= EXERCISE DETAILS =
Show each line of the data below that contains the string "white", counting only matches with the same letter case.

(Boundary annotation records)
══════════════════════════════

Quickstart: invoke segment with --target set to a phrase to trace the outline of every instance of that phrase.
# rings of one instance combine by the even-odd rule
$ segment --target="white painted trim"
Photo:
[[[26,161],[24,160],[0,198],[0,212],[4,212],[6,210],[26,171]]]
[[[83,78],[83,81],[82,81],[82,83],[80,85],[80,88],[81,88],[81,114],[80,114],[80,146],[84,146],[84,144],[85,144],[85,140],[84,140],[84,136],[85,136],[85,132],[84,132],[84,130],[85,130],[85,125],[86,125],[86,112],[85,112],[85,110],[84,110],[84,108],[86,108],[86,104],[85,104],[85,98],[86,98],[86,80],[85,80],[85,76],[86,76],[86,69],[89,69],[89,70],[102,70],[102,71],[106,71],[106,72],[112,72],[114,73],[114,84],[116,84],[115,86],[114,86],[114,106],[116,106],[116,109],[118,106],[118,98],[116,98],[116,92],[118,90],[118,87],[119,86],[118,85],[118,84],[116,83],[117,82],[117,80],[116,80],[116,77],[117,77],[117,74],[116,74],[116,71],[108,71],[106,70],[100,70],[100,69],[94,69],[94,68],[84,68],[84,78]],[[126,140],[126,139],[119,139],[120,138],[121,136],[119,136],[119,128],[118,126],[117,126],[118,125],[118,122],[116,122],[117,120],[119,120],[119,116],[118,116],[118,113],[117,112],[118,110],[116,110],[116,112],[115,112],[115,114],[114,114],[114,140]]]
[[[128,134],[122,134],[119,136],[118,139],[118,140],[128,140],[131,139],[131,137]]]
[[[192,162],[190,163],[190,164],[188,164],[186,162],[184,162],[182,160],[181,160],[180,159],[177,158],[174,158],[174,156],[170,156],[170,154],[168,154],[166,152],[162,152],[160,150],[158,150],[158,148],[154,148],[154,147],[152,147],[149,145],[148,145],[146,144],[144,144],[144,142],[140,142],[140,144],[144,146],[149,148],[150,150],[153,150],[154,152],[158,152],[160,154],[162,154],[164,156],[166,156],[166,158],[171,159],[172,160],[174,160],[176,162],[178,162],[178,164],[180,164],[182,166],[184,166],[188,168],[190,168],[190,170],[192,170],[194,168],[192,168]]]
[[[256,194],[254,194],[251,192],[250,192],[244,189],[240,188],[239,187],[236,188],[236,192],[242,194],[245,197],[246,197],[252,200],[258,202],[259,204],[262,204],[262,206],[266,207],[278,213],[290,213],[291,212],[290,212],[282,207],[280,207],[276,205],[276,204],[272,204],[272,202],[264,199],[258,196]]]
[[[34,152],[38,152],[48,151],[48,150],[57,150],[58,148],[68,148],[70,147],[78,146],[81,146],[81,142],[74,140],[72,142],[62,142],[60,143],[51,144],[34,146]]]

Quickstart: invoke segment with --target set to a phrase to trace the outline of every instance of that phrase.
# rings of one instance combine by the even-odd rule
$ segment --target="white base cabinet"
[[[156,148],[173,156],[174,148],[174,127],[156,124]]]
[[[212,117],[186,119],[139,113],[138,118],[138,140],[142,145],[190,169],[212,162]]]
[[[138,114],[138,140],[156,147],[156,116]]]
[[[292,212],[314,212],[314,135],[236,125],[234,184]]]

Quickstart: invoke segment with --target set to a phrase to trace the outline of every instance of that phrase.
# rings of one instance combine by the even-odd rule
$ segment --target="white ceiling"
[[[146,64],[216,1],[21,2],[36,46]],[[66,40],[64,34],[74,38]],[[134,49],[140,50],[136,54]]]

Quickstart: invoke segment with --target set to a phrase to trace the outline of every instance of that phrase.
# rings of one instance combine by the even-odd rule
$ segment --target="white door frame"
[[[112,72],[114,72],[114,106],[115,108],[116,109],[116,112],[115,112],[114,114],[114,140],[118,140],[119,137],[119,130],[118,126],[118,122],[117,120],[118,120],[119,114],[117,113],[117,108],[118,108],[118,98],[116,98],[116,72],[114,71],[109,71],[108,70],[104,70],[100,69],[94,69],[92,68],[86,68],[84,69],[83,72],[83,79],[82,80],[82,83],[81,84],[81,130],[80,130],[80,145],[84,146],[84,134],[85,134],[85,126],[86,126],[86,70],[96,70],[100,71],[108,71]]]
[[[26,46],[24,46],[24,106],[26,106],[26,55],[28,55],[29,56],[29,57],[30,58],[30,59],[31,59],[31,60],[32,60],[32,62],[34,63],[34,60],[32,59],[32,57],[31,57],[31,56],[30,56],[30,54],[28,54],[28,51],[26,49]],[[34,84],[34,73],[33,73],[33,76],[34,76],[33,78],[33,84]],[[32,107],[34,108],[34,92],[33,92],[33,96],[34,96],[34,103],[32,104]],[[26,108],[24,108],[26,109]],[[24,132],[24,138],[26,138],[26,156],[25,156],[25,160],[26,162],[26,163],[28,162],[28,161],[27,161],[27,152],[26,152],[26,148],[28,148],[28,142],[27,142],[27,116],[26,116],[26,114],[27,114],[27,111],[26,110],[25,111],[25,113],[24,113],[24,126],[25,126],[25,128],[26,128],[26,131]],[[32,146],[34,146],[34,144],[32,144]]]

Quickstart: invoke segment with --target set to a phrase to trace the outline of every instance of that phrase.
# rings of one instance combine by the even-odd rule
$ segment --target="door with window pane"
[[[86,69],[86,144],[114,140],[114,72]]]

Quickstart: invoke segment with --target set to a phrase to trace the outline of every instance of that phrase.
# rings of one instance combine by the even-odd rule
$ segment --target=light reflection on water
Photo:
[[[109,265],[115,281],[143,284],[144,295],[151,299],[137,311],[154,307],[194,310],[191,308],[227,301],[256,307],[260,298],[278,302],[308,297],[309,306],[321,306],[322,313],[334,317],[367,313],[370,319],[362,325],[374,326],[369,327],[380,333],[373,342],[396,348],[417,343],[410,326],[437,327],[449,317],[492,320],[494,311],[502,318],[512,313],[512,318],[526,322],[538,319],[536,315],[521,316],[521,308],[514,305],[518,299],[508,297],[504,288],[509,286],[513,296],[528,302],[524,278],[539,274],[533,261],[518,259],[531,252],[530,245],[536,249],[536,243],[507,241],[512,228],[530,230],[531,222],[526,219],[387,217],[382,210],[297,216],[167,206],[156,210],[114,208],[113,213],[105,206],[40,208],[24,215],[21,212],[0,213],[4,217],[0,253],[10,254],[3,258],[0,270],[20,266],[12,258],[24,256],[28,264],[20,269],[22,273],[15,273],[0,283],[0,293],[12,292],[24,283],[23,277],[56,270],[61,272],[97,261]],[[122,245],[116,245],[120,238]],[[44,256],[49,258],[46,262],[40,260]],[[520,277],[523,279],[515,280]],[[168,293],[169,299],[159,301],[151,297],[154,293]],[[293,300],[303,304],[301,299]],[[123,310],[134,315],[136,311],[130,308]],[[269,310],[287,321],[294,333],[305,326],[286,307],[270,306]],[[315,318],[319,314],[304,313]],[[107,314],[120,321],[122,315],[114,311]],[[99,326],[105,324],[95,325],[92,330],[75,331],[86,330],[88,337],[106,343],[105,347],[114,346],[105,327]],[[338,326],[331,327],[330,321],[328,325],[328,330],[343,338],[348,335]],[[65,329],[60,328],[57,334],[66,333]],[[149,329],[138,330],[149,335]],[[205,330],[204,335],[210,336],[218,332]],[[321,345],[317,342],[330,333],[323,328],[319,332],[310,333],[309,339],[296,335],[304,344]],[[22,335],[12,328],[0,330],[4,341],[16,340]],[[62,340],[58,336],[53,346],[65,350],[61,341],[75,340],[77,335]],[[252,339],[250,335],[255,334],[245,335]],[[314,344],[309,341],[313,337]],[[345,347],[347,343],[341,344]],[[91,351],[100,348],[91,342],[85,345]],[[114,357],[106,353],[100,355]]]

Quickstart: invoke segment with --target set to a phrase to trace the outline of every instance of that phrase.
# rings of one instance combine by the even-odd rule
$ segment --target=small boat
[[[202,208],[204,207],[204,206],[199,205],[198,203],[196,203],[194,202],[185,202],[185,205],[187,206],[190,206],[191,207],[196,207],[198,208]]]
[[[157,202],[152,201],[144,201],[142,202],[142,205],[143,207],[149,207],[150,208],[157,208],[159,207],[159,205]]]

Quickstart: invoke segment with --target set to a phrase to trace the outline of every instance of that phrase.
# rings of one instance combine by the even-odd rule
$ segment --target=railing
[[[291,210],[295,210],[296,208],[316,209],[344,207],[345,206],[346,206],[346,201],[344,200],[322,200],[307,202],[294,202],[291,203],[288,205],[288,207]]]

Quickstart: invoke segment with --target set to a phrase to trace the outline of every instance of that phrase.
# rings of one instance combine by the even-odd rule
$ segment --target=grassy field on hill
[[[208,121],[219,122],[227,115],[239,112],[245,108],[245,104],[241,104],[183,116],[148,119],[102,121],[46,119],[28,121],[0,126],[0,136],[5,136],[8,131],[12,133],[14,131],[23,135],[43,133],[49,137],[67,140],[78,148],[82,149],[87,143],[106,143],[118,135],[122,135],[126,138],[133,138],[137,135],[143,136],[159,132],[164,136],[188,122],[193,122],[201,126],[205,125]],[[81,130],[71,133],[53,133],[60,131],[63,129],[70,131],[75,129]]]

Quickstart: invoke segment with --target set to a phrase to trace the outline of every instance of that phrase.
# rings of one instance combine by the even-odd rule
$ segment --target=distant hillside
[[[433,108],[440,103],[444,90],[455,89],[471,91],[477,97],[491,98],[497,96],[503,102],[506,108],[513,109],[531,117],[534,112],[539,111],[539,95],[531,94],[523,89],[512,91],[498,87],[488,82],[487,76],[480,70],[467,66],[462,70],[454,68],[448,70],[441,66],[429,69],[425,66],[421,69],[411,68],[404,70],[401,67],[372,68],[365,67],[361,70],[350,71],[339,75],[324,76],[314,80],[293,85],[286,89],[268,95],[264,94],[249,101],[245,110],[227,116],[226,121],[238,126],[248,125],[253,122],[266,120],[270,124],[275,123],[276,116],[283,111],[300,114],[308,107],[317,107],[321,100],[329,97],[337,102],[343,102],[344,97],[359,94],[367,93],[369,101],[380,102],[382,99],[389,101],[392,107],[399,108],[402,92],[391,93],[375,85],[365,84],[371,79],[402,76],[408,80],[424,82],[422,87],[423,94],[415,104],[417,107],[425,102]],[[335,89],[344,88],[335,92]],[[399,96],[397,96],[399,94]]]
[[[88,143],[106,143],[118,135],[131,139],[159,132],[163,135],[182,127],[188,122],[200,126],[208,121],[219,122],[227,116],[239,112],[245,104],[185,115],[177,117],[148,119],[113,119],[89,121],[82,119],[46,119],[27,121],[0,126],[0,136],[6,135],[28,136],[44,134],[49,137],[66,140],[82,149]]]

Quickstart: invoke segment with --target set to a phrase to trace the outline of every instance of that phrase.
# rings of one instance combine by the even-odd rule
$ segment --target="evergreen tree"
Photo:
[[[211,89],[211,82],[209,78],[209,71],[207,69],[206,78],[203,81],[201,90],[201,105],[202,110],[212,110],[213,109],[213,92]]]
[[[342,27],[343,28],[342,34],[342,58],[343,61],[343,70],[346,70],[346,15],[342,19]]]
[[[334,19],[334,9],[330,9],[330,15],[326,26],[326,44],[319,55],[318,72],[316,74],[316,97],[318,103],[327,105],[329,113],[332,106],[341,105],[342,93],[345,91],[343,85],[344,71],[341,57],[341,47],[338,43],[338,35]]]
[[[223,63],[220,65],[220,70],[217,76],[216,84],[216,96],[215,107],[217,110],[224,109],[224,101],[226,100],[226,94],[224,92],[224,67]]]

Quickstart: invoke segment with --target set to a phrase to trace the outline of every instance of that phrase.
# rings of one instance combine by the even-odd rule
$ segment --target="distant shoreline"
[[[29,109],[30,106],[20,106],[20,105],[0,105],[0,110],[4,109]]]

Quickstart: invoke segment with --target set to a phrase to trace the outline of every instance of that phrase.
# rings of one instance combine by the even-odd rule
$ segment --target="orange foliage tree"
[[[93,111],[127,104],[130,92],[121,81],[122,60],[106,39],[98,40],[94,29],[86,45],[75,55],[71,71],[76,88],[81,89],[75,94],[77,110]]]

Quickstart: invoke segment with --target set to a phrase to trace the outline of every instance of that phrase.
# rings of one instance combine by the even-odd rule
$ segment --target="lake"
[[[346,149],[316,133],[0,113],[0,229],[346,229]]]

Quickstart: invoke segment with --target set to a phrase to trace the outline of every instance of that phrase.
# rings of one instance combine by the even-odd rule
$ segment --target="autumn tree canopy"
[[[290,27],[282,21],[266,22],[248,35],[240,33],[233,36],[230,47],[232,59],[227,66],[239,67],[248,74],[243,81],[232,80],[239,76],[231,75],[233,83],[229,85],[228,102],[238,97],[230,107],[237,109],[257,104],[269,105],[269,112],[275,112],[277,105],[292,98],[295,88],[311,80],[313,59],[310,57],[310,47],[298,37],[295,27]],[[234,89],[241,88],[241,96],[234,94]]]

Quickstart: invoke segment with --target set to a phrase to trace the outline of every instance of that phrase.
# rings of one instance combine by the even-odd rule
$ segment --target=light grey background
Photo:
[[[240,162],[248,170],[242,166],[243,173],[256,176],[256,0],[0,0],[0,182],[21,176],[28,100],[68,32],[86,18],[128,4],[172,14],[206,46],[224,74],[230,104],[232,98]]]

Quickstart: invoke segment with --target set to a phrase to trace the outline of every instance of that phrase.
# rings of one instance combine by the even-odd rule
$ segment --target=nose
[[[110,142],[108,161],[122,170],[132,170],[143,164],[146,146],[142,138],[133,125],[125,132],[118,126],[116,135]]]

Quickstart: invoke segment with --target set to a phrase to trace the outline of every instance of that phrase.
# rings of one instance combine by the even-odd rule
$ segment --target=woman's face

══════════════════════════════

= CORRECT RESPONSE =
$ segment --target="white painted trim"
$ segment --target="white base cabinet"
$ segment --target="white ceiling"
$ segment --target="white door frame"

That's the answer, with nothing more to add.